COSA FARAI -
**a)** Traduci in inglese questa frase del testo estratto: "Iniziamo il 2025 con una puntata un po’ differente rispetto alle solite newsletter."
**b)** Conta le righe che contengono la parola "rubber", distinguendo tra maiuscole e minuscole. Scrivi soltanto il numero.

TESTO ESTRATTO -
┌──

Minima moraliahahah
Iniziamo il 2025 con una puntata un po’ differente rispetto alle solite newsletter. Anziché trattare di un unico tema, questa volta ne affronto diversi, in maniera più breve. Una scelta dovuta al fatto che, pur non avendo numerosi paragrafi da dedicare ad essi, volevo comunque parlarne. E visto che questo è un periodo davvero intenso per me che non mi avrebbe permesso di scrivere lunghe e approfondite analisi, ho colto l’occasione per pubblicare ora queste riflessioni. Se poi vi incuriosisce qualcosa in modo particolare e vorreste che mi dilungassi ulteriormente, basta che me lo scrivete nei commenti o sui social e (senza promettere nulla di certo) in futuro ci proviamo.

└──

RIGHE FORNITE -
┌──

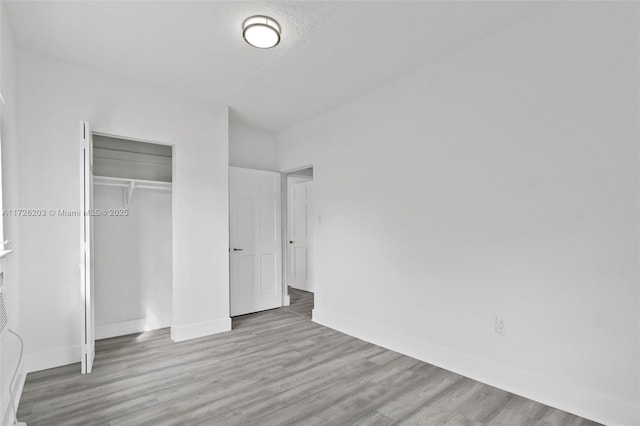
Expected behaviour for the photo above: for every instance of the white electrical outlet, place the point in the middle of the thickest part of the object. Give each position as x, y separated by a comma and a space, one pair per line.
501, 325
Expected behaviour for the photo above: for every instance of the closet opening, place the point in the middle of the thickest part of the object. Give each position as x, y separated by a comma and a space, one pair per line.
132, 235
298, 234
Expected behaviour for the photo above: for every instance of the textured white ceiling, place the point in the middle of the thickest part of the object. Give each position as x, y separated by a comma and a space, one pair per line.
331, 52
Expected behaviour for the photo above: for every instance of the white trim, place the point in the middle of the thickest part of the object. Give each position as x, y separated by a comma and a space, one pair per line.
579, 401
17, 395
52, 358
193, 331
122, 328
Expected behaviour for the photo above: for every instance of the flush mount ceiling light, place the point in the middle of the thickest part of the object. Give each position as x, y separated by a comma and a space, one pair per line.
261, 31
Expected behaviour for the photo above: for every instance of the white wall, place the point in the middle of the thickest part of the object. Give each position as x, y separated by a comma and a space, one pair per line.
251, 148
54, 96
132, 256
502, 180
9, 265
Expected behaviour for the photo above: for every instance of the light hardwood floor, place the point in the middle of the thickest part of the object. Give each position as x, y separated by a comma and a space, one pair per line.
275, 368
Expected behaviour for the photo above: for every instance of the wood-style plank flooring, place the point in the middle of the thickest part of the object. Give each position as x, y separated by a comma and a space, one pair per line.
275, 368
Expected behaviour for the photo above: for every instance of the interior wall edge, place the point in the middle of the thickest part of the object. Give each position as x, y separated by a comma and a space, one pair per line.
578, 401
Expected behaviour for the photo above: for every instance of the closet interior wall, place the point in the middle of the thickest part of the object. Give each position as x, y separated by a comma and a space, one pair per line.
132, 242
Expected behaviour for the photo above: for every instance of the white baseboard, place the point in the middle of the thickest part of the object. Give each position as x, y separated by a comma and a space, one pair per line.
123, 328
193, 331
579, 401
52, 358
18, 386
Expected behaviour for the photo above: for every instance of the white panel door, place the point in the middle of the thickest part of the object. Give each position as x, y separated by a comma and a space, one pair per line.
300, 234
88, 346
254, 241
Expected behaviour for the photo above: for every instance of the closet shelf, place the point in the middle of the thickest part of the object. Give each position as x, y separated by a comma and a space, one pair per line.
131, 184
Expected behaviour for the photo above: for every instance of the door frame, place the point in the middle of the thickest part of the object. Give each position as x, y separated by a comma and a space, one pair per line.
92, 133
286, 299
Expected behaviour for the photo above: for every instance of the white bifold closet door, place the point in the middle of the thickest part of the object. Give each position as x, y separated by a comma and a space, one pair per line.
88, 342
255, 240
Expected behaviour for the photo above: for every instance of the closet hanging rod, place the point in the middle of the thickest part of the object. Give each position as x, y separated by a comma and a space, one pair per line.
128, 182
133, 152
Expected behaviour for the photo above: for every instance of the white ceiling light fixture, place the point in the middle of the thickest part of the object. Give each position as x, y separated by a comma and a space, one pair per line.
261, 31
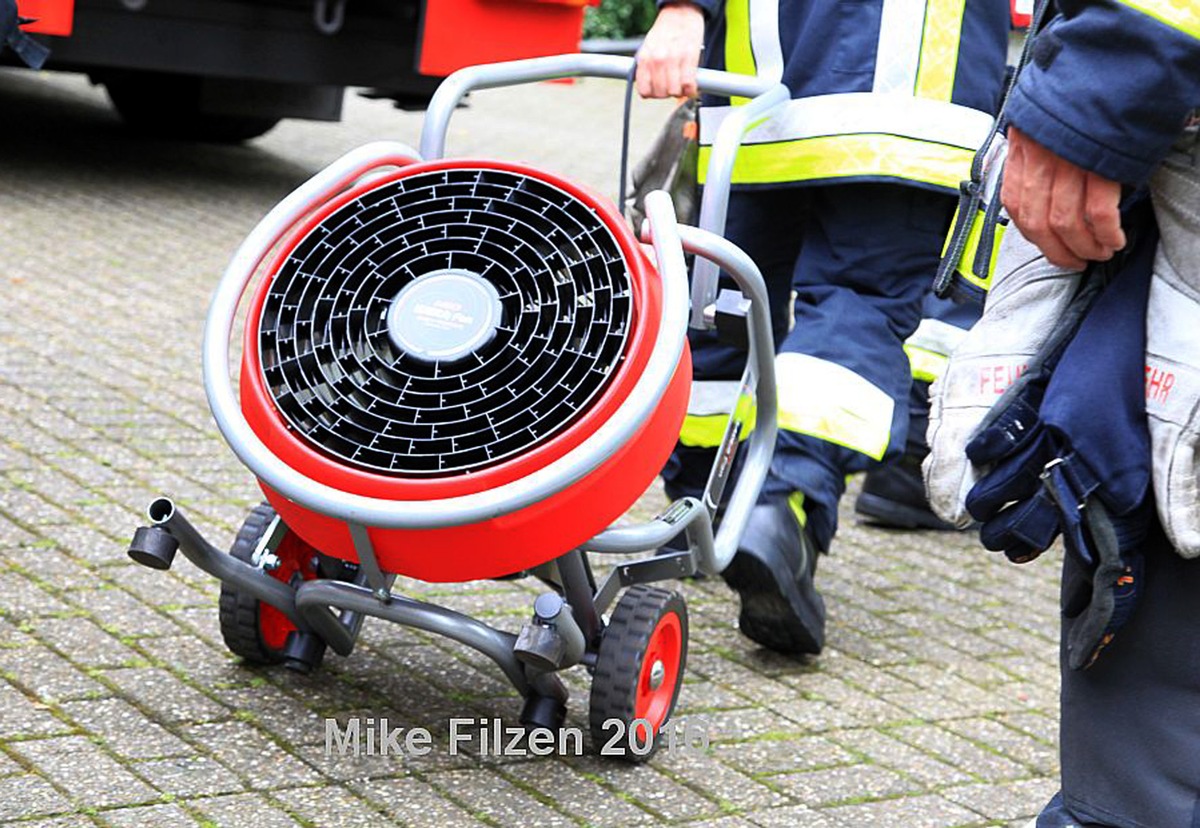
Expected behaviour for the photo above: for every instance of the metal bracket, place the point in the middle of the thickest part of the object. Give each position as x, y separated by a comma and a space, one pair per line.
329, 21
376, 580
264, 552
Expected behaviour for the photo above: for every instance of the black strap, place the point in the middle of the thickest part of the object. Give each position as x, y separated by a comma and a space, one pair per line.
971, 191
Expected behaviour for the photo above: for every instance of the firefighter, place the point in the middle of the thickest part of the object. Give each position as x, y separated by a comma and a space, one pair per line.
1107, 106
893, 495
844, 201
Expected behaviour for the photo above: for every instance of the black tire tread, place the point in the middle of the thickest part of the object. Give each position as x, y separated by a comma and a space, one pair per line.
238, 611
619, 660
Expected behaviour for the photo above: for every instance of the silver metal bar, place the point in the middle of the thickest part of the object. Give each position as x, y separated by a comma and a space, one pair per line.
594, 450
315, 598
222, 565
489, 76
633, 539
715, 199
761, 443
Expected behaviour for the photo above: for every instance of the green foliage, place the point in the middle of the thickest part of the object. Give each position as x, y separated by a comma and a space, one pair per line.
619, 18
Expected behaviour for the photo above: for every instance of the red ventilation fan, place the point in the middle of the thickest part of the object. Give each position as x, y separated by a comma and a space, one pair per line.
449, 329
463, 370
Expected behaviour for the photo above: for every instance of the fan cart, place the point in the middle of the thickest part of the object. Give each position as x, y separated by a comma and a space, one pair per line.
456, 370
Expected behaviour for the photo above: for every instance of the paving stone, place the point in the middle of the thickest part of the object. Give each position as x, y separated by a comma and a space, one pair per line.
489, 795
125, 730
649, 790
258, 760
579, 796
331, 807
190, 777
22, 718
801, 816
832, 786
1006, 801
83, 642
89, 775
903, 759
151, 816
767, 756
965, 755
717, 780
243, 809
29, 796
912, 813
172, 701
49, 676
413, 802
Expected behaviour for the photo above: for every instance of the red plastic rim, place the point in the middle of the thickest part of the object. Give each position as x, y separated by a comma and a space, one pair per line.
297, 558
271, 427
665, 647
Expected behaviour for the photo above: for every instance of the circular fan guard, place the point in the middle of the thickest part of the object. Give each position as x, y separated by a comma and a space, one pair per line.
360, 391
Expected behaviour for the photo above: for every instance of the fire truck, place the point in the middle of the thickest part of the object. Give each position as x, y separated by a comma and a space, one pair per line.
229, 70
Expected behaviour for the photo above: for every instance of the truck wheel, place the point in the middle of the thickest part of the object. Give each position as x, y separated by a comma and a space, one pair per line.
168, 106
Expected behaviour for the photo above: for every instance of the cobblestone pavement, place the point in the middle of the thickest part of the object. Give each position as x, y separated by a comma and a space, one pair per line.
934, 705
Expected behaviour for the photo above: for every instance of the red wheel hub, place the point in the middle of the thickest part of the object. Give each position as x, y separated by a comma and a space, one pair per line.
298, 561
660, 672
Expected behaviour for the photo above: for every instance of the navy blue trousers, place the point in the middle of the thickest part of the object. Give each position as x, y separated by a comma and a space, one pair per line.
861, 259
1129, 735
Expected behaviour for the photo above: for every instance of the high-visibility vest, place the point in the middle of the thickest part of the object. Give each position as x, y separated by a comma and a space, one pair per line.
900, 90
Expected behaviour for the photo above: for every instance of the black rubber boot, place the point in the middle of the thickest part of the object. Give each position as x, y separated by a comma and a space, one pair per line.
894, 496
773, 573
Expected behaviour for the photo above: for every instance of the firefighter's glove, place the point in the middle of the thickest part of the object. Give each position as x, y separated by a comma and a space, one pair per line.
1024, 312
1015, 516
33, 53
1101, 576
1173, 354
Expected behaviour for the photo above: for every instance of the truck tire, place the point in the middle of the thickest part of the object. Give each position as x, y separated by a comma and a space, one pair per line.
168, 106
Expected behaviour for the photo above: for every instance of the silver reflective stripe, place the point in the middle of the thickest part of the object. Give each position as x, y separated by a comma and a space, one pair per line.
936, 336
862, 113
768, 55
898, 57
713, 396
831, 402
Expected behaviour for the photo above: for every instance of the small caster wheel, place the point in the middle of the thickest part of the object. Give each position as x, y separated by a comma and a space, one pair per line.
639, 672
257, 631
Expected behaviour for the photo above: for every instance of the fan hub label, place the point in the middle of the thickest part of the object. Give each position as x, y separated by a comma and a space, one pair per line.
444, 316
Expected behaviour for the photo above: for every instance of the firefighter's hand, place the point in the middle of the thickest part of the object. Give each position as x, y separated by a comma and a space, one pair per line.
670, 54
1067, 211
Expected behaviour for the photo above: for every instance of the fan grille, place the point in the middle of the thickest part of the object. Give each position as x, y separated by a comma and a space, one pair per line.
339, 376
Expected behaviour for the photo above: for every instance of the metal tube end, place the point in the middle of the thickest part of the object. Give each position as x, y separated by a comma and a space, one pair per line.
161, 510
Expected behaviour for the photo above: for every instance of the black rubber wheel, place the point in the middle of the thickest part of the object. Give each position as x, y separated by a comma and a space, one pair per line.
168, 106
251, 629
639, 672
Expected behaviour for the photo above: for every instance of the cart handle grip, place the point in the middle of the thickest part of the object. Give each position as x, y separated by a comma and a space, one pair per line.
767, 96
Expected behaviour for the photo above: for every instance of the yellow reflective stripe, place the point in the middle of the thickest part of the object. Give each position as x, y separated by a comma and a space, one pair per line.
927, 365
844, 156
940, 48
833, 403
796, 503
738, 52
1180, 15
706, 431
965, 265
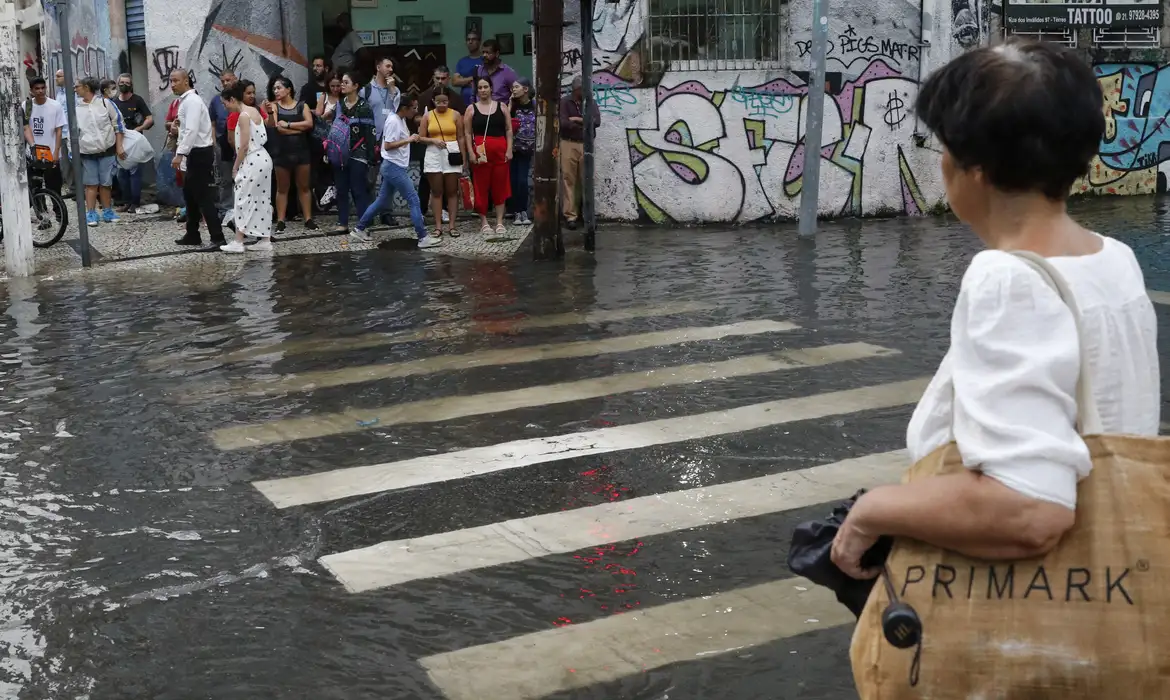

└──

RISPOSTE ALL'ESERCIZIO -
**a)** We're starting 2025 with an installment that's a bit different from the usual newsletters.

**b)** 2